WHAT NEEDS TO BE DONE.
What you give back should be exactly the opening lines of the data, ending with the line that contains "Target: tall arched window" and including it.

DATA EXCERPTS.

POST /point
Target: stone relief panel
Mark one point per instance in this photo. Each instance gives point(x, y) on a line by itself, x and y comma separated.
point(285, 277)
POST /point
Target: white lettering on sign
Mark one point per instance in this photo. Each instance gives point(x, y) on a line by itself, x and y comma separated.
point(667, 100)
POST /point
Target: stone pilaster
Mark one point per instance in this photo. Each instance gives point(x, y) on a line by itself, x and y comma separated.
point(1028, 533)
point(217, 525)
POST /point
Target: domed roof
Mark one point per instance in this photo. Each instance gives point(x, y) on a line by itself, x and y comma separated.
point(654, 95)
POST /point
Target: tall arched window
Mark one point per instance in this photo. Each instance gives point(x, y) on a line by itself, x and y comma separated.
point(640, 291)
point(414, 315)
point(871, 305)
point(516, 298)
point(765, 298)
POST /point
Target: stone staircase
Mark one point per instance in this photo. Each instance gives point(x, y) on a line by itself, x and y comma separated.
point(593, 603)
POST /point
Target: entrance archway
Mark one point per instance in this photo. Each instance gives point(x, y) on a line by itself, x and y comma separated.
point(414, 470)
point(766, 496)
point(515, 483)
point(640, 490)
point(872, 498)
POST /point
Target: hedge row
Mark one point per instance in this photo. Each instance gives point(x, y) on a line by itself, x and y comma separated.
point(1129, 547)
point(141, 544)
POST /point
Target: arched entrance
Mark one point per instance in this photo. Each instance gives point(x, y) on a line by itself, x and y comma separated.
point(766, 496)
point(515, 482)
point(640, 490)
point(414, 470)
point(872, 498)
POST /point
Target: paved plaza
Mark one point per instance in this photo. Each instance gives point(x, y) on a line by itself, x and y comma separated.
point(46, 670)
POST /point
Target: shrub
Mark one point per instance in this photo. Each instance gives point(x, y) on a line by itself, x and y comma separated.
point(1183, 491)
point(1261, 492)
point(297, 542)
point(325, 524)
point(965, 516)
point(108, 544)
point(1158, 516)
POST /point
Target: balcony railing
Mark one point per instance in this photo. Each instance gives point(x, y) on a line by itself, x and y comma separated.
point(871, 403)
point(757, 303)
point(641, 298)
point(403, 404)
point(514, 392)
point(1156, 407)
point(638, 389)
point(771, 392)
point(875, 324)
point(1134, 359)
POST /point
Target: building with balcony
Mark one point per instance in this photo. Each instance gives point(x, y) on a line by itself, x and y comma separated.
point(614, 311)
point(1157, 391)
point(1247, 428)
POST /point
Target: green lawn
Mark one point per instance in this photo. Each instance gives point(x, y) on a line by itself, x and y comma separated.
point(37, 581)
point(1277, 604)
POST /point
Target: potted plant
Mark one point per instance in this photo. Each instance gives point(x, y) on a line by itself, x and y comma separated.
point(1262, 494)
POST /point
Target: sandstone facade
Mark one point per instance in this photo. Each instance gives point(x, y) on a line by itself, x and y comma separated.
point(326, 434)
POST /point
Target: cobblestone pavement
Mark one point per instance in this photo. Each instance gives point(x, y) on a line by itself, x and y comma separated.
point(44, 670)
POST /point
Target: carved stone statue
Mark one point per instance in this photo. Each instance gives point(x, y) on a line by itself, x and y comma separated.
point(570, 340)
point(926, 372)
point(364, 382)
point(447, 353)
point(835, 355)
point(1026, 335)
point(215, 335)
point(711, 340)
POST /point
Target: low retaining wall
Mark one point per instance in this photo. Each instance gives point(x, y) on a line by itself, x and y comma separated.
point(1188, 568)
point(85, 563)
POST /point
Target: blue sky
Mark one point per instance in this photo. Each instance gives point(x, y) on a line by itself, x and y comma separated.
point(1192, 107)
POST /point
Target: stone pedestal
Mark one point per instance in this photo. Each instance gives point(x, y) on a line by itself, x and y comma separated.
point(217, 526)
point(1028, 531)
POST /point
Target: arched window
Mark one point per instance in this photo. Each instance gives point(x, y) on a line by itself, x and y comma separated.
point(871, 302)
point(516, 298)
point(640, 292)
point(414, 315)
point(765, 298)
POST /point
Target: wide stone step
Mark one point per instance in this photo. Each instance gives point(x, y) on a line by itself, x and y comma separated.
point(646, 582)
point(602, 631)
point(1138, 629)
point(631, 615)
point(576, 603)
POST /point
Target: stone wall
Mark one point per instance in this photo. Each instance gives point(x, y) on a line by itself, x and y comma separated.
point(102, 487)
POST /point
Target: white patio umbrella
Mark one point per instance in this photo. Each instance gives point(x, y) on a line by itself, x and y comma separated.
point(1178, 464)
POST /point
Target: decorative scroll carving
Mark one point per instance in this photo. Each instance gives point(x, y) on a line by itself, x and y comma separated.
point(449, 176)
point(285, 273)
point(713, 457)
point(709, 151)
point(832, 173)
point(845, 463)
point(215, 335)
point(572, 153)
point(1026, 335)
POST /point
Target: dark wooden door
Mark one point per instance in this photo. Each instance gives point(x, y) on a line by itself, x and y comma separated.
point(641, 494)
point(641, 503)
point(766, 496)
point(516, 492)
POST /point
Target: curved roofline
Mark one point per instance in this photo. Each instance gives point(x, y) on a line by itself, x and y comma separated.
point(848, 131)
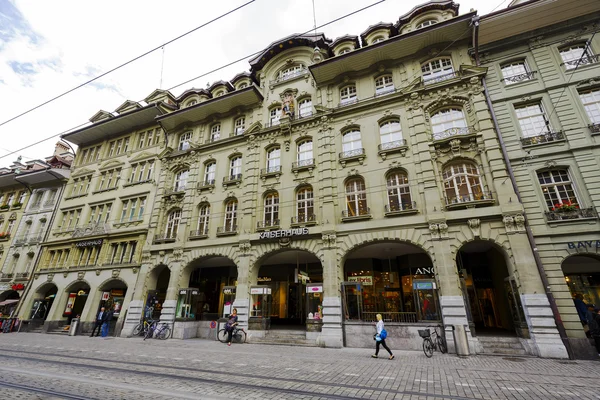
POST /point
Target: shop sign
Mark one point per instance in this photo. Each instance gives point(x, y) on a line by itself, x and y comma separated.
point(366, 280)
point(283, 233)
point(89, 243)
point(587, 244)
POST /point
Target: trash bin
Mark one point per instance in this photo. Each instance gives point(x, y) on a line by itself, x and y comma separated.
point(461, 343)
point(73, 330)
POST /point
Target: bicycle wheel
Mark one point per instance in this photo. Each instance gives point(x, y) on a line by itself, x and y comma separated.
point(428, 347)
point(222, 336)
point(164, 333)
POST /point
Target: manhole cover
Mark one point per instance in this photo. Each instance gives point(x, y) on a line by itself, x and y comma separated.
point(515, 359)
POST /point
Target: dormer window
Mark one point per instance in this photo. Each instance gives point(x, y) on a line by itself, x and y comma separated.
point(427, 22)
point(184, 141)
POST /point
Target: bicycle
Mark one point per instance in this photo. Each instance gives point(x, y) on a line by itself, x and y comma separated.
point(238, 335)
point(432, 341)
point(158, 331)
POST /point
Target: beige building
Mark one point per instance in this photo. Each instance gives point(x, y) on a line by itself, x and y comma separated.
point(337, 180)
point(543, 67)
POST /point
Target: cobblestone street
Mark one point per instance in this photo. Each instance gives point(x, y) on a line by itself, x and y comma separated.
point(37, 366)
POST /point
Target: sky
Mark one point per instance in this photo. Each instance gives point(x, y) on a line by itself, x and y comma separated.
point(49, 47)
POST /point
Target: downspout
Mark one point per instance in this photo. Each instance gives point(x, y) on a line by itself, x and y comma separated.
point(538, 261)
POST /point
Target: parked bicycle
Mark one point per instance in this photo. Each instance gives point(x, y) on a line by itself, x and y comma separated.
point(433, 341)
point(238, 335)
point(158, 330)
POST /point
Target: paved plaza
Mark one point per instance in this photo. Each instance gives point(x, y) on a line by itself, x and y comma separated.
point(38, 366)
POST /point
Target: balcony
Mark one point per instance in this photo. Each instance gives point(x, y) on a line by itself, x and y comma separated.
point(400, 209)
point(165, 238)
point(270, 171)
point(356, 215)
point(199, 234)
point(527, 76)
point(548, 137)
point(310, 219)
point(570, 215)
point(454, 132)
point(227, 230)
point(469, 200)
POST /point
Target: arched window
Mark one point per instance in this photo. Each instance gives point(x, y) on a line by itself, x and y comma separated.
point(390, 133)
point(210, 170)
point(184, 140)
point(215, 132)
point(240, 125)
point(305, 107)
point(172, 227)
point(384, 84)
point(448, 122)
point(462, 183)
point(180, 182)
point(356, 198)
point(203, 219)
point(398, 192)
point(271, 209)
point(235, 168)
point(348, 95)
point(305, 205)
point(437, 70)
point(230, 219)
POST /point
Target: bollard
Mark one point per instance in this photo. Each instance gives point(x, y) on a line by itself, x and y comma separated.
point(461, 342)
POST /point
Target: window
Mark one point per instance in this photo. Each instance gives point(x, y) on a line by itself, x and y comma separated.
point(181, 180)
point(173, 224)
point(532, 120)
point(184, 141)
point(348, 95)
point(558, 189)
point(437, 70)
point(274, 116)
point(591, 103)
point(272, 209)
point(210, 170)
point(203, 219)
point(230, 221)
point(305, 206)
point(274, 160)
point(305, 108)
point(398, 192)
point(215, 132)
point(384, 84)
point(390, 132)
point(240, 126)
point(448, 122)
point(235, 168)
point(462, 183)
point(576, 55)
point(356, 198)
point(515, 72)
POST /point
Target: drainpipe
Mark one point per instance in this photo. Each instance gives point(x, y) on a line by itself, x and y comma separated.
point(538, 261)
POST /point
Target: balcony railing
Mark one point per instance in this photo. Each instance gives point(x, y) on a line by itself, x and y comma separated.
point(452, 132)
point(352, 153)
point(509, 80)
point(266, 224)
point(562, 215)
point(547, 137)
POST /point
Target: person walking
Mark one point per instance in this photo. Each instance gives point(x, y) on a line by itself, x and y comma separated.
point(100, 318)
point(380, 338)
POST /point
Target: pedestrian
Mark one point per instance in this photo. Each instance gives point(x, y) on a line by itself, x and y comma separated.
point(380, 338)
point(100, 318)
point(230, 326)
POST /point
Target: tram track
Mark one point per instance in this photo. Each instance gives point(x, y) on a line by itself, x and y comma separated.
point(226, 375)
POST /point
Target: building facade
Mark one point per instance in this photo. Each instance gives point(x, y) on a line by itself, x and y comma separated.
point(341, 179)
point(543, 84)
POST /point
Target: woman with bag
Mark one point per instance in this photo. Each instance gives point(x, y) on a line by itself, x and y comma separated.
point(380, 338)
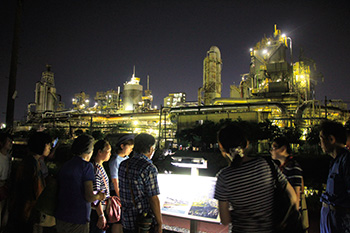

EXERCISE ANSWER.
POST /point
Target: stone relief panel
Mark one point per instance in this photo. Each instance gives point(x, y) on a line by itself, x and y comma separated.
point(285, 277)
POST /point
Target: white lettering on sign
Mark one point per instance in this photo. Each instance gives point(x, y) on a line by itself, x and y comma separated.
point(667, 100)
POST /point
Target: stone pilaster
Mark one point per instance in this photo. Each instance gives point(x, y) on a line by itself, x and y comma separated.
point(1028, 533)
point(217, 525)
POST /point
Target: domed roof
Mark one point per instance in this photo. Each instance gives point(x, y) on a line by itself, x and y comma separated.
point(654, 95)
POST /point
Target: tall arched window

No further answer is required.